►

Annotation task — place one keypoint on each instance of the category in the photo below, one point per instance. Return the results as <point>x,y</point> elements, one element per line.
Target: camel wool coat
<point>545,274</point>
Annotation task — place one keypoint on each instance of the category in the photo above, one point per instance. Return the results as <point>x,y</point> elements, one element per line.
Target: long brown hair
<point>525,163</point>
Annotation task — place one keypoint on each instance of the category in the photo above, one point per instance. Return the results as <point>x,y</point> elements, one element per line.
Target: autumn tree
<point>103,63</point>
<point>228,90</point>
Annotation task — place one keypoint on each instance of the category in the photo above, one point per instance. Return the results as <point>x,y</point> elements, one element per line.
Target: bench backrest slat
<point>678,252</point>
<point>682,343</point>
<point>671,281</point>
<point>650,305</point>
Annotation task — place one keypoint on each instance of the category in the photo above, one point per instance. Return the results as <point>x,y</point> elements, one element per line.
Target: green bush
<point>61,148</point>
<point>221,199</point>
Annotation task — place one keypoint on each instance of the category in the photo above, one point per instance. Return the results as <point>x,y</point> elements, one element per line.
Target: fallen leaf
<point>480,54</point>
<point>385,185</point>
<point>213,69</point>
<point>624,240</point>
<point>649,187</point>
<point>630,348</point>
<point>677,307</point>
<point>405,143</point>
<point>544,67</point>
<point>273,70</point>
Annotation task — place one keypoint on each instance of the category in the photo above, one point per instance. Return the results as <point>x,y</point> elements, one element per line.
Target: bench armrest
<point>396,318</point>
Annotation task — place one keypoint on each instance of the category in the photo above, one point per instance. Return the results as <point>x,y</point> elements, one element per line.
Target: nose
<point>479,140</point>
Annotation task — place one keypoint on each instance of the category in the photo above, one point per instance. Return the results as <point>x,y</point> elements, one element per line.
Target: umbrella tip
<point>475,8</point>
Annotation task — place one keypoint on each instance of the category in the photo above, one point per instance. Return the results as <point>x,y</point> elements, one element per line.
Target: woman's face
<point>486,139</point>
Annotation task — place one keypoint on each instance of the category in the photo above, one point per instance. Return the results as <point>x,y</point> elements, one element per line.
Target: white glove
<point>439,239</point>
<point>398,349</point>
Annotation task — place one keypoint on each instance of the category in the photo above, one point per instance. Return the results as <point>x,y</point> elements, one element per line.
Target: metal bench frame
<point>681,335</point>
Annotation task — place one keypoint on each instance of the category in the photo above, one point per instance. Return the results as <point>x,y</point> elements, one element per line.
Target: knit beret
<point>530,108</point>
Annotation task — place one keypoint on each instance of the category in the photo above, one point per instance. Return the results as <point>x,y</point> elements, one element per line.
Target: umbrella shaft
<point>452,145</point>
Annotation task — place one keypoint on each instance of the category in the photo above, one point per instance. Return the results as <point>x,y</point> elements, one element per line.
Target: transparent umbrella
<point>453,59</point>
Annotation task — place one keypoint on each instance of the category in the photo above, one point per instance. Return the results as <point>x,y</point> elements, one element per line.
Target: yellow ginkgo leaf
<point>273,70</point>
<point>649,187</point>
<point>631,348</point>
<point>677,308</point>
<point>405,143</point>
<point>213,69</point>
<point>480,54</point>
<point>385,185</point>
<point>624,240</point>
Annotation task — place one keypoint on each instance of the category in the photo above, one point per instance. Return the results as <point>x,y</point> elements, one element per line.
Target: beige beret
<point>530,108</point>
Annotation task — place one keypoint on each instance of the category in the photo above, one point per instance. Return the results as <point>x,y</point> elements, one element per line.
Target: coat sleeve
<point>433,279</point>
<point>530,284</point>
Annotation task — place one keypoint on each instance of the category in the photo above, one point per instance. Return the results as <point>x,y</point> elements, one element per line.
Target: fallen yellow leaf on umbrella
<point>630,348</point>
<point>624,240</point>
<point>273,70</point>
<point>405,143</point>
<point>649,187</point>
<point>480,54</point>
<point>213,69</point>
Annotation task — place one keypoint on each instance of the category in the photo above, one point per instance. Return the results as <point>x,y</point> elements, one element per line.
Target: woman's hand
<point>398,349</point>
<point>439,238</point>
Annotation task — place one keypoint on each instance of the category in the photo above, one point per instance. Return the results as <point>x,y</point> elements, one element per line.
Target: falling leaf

◄

Output all of the data again, exactly.

■ WRITTEN ANSWER
Annotation task — place one keypoint on each instance of the category in the photo below, one point per instance. Return the results as <point>x,y</point> elements, one element per line.
Target: camel wool coat
<point>545,274</point>
Annotation task — place one keypoint on each instance of the category in the photo above, one point per instance. Return the results as <point>x,y</point> elements, one element per line.
Target: long brown hair
<point>525,163</point>
Annotation task — place one keypoint on each instance of the category in the photo above, one point per instance. Return the results as <point>x,y</point> elements, one element per line.
Target: autumn tree
<point>103,63</point>
<point>228,90</point>
Annotation task — place one keypoint on each instance of the category in the photo above, one point per instance. Return the results as <point>x,y</point> elements, one element per line.
Target: bench backrest slat
<point>678,252</point>
<point>682,343</point>
<point>671,281</point>
<point>650,305</point>
Annotation task — place one keypoint on each instance of the category in the photo above, one point per instance. Return the results as <point>x,y</point> elements, one element per line.
Target: green bush
<point>61,148</point>
<point>221,199</point>
Annotation task — place one keypoint on each instance of the category in the photo above, one point per instance. Return the results as <point>x,y</point> elements, one element per line.
Target: fallen leaf
<point>480,54</point>
<point>385,185</point>
<point>213,69</point>
<point>624,240</point>
<point>649,187</point>
<point>630,348</point>
<point>677,307</point>
<point>405,143</point>
<point>544,67</point>
<point>273,70</point>
Annotation task — place one keypoint on each instance of the category in the photo above, one point per instance. Return the results as <point>x,y</point> elements, one element per line.
Target: bench armrest
<point>396,318</point>
Annotation task — place one keypoint on each instance of the category in the photo above, one point per instance. Return the results as <point>x,y</point> elements, one element per line.
Target: nose
<point>479,140</point>
Annotation task — place one keypoint on each instance of the category in the photo above, one point per instance. Return the results as <point>x,y</point> elements, one element per line.
Target: umbrella tip
<point>475,8</point>
Annotation task — place one keypoint on each instance of the category in the photo above, one point per instance. Return the results as <point>x,y</point> elements, one element per line.
Target: woman's face
<point>486,139</point>
Annotation task — place one keypoint on each instance of the category in the photo above, one point per instance. Return the results as <point>x,y</point> elements, one element per line.
Target: white glove
<point>439,239</point>
<point>398,349</point>
Annotation task — place one keypoint on each instance of the category in the photo above, one point per instance. Return the results as <point>x,y</point> elements, one element per line.
Target: metal bench frame
<point>681,335</point>
Annotation task — place one keypoint on each instance of the category in the photo above, one point per instance. Return the results as <point>x,y</point> elements, one element per line.
Target: knit beret
<point>530,108</point>
Annotation task — place one keypoint on each instance of the category in the photo above, one point per instance. Return the results as <point>x,y</point> elements, one element per line.
Target: umbrella shaft
<point>452,145</point>
Annotation task — place one keypoint on each instance of the category in the photo above, one point per instance. Return the results as <point>x,y</point> elements, one element per line.
Target: transparent umbrella
<point>453,59</point>
Annotation task — place one keypoint on each instance of the category in the photo above, one point per instance. Return the results as <point>x,y</point> elements, one element per line.
Target: yellow ginkgo leaf
<point>273,70</point>
<point>649,187</point>
<point>631,348</point>
<point>677,308</point>
<point>405,143</point>
<point>213,69</point>
<point>480,54</point>
<point>385,185</point>
<point>624,240</point>
Annotation task — place one keypoint on each instance of the category in the photo above, one point per instance. Return the results as <point>x,y</point> elements, one element per line.
Target: beige beret
<point>530,108</point>
Annotation task — place one keypoint on each instance of the category in the photo above, one point per instance. Return the results as <point>x,y</point> elements, one element per line.
Target: coat sleeve
<point>433,279</point>
<point>530,284</point>
Annotation task — place one keypoint on each instance of the category in the photo above, one point per instance. Return the results as <point>x,y</point> elements, one element per line.
Target: fallen yellow leaf on umbrella
<point>630,348</point>
<point>624,240</point>
<point>273,70</point>
<point>405,143</point>
<point>649,187</point>
<point>480,54</point>
<point>213,69</point>
Annotation task — place one keypoint on each instance of the category in the photo above, one point per instance. Return the results as <point>x,y</point> elements, one element per line.
Target: woman's hand
<point>398,349</point>
<point>439,238</point>
Annotation task — place one keypoint on each instance of the category in the photo above, one point per instance. Return the results as <point>x,y</point> elements, one element per line.
Target: falling leaf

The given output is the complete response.